SET EXERCISE ▸
Reproduce the listing below word for word, with no pictures.

Raw records ▸
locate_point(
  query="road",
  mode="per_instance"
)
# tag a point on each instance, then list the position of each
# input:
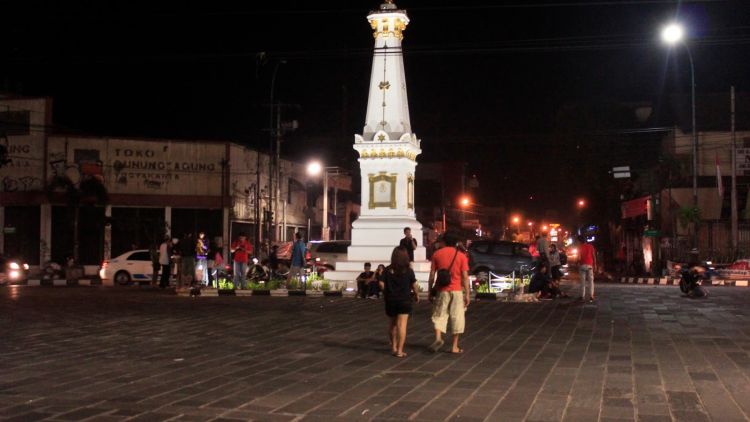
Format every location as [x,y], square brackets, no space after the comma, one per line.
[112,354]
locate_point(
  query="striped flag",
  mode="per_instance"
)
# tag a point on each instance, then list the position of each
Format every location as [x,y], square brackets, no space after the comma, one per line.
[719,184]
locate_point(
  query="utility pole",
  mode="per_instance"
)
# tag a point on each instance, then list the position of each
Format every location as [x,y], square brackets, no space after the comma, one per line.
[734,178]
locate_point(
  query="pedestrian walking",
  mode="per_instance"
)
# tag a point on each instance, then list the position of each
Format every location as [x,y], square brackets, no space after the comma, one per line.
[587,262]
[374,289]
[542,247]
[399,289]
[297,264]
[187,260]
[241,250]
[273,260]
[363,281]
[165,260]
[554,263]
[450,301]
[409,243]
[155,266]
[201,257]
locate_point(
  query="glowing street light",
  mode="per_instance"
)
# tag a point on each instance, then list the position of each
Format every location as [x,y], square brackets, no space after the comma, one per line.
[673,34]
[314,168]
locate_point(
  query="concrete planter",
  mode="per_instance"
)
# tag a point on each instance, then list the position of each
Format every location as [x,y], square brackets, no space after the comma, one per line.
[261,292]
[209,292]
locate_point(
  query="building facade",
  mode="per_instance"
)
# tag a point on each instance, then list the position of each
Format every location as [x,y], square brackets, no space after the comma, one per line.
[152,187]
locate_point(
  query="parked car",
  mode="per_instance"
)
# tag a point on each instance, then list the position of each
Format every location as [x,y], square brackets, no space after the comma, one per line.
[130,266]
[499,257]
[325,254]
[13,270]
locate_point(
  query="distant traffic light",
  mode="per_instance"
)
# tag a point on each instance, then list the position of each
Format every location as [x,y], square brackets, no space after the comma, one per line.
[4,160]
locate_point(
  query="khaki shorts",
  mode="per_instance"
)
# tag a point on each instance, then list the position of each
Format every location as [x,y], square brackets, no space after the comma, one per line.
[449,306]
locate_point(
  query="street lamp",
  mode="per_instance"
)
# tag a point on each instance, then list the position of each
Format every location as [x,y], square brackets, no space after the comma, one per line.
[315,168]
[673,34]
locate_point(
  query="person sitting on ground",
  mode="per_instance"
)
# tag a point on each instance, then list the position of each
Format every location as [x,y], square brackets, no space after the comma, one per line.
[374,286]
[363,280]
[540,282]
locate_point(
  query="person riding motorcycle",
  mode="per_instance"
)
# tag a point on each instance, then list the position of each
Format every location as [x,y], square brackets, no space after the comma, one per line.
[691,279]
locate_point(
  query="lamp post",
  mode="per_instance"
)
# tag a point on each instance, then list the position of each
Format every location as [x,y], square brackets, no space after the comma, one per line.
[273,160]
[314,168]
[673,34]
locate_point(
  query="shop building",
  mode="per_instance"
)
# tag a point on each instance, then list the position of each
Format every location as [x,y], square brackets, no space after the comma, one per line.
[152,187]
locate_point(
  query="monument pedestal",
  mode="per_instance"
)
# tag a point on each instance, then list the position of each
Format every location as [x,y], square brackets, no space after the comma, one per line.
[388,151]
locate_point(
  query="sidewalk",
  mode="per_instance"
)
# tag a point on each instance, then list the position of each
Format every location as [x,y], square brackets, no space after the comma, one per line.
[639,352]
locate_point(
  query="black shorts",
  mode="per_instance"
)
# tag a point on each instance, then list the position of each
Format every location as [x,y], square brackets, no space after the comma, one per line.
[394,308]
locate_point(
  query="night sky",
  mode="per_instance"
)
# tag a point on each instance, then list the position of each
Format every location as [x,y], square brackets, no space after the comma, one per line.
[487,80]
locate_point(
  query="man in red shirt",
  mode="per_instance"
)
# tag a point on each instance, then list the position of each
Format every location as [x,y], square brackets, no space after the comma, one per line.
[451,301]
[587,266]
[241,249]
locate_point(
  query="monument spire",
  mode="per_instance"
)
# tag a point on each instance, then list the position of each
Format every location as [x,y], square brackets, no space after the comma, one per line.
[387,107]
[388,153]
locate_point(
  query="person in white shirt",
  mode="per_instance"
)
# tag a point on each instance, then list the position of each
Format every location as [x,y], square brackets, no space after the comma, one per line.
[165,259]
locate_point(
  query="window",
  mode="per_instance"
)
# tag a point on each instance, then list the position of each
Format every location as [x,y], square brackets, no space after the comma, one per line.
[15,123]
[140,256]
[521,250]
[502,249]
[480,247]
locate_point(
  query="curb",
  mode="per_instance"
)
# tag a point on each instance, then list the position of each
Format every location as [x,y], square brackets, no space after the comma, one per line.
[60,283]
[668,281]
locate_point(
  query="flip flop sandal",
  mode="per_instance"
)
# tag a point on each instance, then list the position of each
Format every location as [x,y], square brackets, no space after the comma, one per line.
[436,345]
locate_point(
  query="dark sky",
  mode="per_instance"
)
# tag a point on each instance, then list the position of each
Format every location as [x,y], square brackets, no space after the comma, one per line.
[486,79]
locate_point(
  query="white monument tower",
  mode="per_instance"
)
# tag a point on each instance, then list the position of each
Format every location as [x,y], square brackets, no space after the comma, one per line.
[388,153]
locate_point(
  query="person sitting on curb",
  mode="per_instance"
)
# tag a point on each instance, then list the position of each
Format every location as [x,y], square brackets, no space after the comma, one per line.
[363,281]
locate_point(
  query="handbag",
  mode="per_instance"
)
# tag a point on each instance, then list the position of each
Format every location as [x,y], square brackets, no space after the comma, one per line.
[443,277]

EXPECTED ANSWER ▸
locate_point(
  query="road",
  mode="per_instance"
)
# tag a point on each instance, then list the position of each
# input:
Format every location as [x,y], square brackets, no space after the comma, one per line.
[112,354]
locate_point(
  query="striped flag",
  mode="per_instance"
)
# tag a point on each instance, then list the position of each
Format every location as [x,y], square brackets, no space after the comma, one per line.
[719,184]
locate_point(
  query="utility pole",
  mode="per_instance"
)
# tag a point on each instance, then list the position of each
Format every location as [x,y], square brackets, no space after the comma, one per line.
[734,178]
locate_point(
  query="pedestrian walking",
  mode="per_instance"
)
# tag a point on each instance, then list the position of each
Format every location as [x,y], square brackets, no space after the comma, one per line.
[587,262]
[374,289]
[542,247]
[399,289]
[297,264]
[187,260]
[241,250]
[273,260]
[363,281]
[165,260]
[554,263]
[450,301]
[409,243]
[155,266]
[201,257]
locate_point(
  query="glowing street light",
  mode="per_instance"
)
# tag a point on each instance, then list the position of each
Format every location as [x,y], square brackets, no space after the comma, one per line.
[673,34]
[314,168]
locate_point(
  query="concrete planter",
  mode="per_instance"
)
# tag a point on each instance, then list the position of each
Format every location as [x,y], square brackets, no space after the comma, one per line.
[261,292]
[209,292]
locate_point(
  query="building facade",
  mode="per_instance"
)
# tag a point on each instance, then list the position of each
Format every location as [x,y], square brackets, no space after the comma, one per line.
[152,187]
locate_point(
  query="parked car",
  mode="per_instance"
)
# tag a point on each instance, then list the position of each
Format every location as [x,y], square brackets, no space after the comma, one per line.
[130,266]
[499,257]
[325,254]
[13,270]
locate_point(
  query="distant traffic light",
  mode="per_instance"
)
# tag a point on each instance, then list the position of each
Format every location as [x,y], square brackets, no space after the comma, one per line.
[4,160]
locate_point(
  query="khaki shorts",
  mode="per_instance"
)
# tag a point on each instance, then list the position of each
Format every location as [x,y], square brackets, no space after the comma, one per line.
[449,306]
locate_point(
  query="street lamp",
  mode="per_instance"
)
# tag a point on each instance, then list the position of each
Format every location as [x,y], square brackets, no space after the comma, one per line.
[315,168]
[673,34]
locate_point(
  query="person sitting on ground",
  mode="per_instance"
)
# tag a point on each instance, then list the position of each
Format every location as [x,y], square brackets, no space after the comma, one per line.
[374,286]
[363,280]
[540,282]
locate_point(
  query="person riding motorcycle",
  mode="per_instance"
)
# tag a point on each instance, then list the position of each
Format every location as [x,y], square brackets, no space after the comma, one per line.
[691,279]
locate_point(
  query="lamp post",
  mode="per_instance"
)
# tag a point on each instance, then list the position of each
Format every location as [x,y], square brackets, no space after the comma, one per line.
[273,160]
[314,168]
[673,34]
locate_point(
  query="shop building",
  mode="per_instance"
)
# tag a point on each instance, then list the position of each
Format every location as [x,y], square brackets, no space after the comma, one per line.
[152,187]
locate_point(
  query="monument pedestal",
  mode="per_instance"
)
# tag a point on each instance, then list the position of each
Format every location as [x,y], square brackets, no space after the comma, one per line.
[388,151]
locate_point(
  query="sidewalk",
  mode="per_instance"
)
# tag a point on each instance, then list the position of each
Format every location as [x,y], square brackets, no space after the comma, one per line.
[639,352]
locate_point(
  query="black shorts",
  mode="per_instance"
)
# tag a point on each instance, then list the position of each
Format every location as [x,y], square brackets, no space after the comma, one per line.
[394,308]
locate_point(
  query="night sky",
  mode="per_instance"
)
# tag a point on each instance, then list the position of each
Format every location as [x,y], square brackets, no space after the comma, one per line.
[487,80]
locate_point(
  query="man in red shirt",
  mode="per_instance"
)
# tag a point on each instance, then list the position of each
Format every location as [x,y], square brackets, no space after the comma, one per line.
[451,301]
[587,266]
[241,249]
locate_point(
  query="monument spire",
  mode="per_instance"
)
# tag a point on each instance, then list the position of each
Format every location as [x,y], square brackets, no space after the comma, one per line.
[387,107]
[388,153]
locate_point(
  query="person in white shirt",
  mode="per_instance"
)
# tag a point on each instance, then list the position of each
Format every location as [x,y], square brackets, no space after the comma, one per line.
[165,259]
locate_point(
  query="window",
  mode="per_instance"
)
# tag a point on each instance, then list the position of each
Format every location as [x,y], square brackets, no space after the comma, one per line.
[15,123]
[140,256]
[521,250]
[502,249]
[480,247]
locate_point(
  query="curb",
  mode="per_instance"
)
# tag a point on each instance, then list the position of each
Format every location as [x,y], square brackets, no space after the comma, one per line.
[60,283]
[668,281]
locate_point(
  query="flip flop sandal",
  mode="per_instance"
)
# tag a point on each instance, then list the position of each
Format every location as [x,y], square brackets, no space after the comma, one per line.
[436,345]
locate_point(
  query="dark sky",
  mode="per_instance"
)
# tag a point on each instance, then list the position of each
Format every location as [x,y], square brackets, no space after the comma, one per line.
[486,79]
locate_point(
  query="white monument tower",
  mode="per_instance"
)
# tag a point on each instance, then list the position of each
Format every location as [x,y], square brackets, no space after the comma, one per line.
[388,153]
locate_point(
  query="person sitting on curb",
  mode="per_instance"
)
# tag a point on each instance, then list the position of each
Format every location as [x,y], square brackets, no space after the comma, one per line.
[363,281]
locate_point(
  query="handbag",
  mode="per_instance"
)
# tag a point on each instance, then list the position of each
Format every location as [x,y], square brackets, no space after the comma, one per line.
[443,277]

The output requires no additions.